## [Passage to read]
This is not a Eulogy
Doris Kononowicz

This is NOT a eulogy.
Writing one somehow substantiates that you are no longer here, and this invariably requires that profound resignation of grief and outpouring that I do not subscribe to. There’s a certain sense of finality that comes with acceptance that I squarely refuse to digest, especially now that memories of you have been converted into fenced and gated treasures.
So no, not a eulogy.
I'm however not particularly proud of my cowardice and imagine you would, with great mirth, expect to proofread my penmanship as you quite enjoyed to do - you being the Shakespearean who “could have been paid by the written word”.
You see, the first thing I learnt about you was that you’re a gentleman. Your demeanour demonstrated what the word meant, way before I heard it mentioned to me by random strangers describing you.
By your candour, I understood that honesty will always be the best policy. You taught me to be content in the truth, and relish the soundness of the sleep that comes with it. Perhaps this is why you snored so loudly in your sleep.

Dataset excerpt:
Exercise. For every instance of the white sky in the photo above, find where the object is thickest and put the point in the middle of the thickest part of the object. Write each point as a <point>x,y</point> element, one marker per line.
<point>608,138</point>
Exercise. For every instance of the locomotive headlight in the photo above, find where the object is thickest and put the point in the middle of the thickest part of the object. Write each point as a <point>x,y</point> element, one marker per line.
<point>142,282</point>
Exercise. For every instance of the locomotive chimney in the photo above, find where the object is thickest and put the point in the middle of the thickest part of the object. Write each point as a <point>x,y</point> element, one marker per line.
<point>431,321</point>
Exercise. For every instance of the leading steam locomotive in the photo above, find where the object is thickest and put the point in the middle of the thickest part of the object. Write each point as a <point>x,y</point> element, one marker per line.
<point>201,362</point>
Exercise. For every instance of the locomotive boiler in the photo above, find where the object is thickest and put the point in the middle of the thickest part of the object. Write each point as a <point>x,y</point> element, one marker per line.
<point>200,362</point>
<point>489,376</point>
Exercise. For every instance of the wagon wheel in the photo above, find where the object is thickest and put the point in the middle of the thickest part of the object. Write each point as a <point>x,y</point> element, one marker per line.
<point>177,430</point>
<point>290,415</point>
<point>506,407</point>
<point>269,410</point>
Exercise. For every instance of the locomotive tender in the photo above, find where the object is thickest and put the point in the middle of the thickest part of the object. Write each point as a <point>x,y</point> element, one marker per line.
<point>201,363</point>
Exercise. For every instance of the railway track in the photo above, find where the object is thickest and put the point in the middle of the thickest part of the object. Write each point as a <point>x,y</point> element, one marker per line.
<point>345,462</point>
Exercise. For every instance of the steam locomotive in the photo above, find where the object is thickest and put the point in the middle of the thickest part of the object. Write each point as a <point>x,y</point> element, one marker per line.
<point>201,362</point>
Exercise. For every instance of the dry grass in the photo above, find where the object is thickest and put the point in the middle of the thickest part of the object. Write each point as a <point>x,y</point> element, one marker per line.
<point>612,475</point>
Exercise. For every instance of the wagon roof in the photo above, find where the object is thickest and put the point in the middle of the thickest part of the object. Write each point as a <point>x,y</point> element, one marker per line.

## [Stated problem A]
Answer these questions about the piece "This is not a Eulogy":
(i) What was the first thing the writer learned about the person addressed?
(ii) What did the person's candour lead the writer to understand?
(iii) What have memories of the person been converted into?
## [Stated problem B]
From the piece "This is not a Eulogy," output the stretch from "This is NOT a eulogy." through "and gated treasures.", copied word for word.
The data plays no part in what is asked here.

## [Final answer A]
(i) That the person is a gentleman.
(ii) That honesty will always be the best policy.
(iii) Fenced and gated treasures.

## [Final answer B]
This is NOT a eulogy.
Writing one somehow substantiates that you are no longer here, and this invariably requires that profound resignation of grief and outpouring that I do not subscribe to. There’s a certain sense of finality that comes with acceptance that I squarely refuse to digest, especially now that memories of you have been converted into fenced and gated treasures.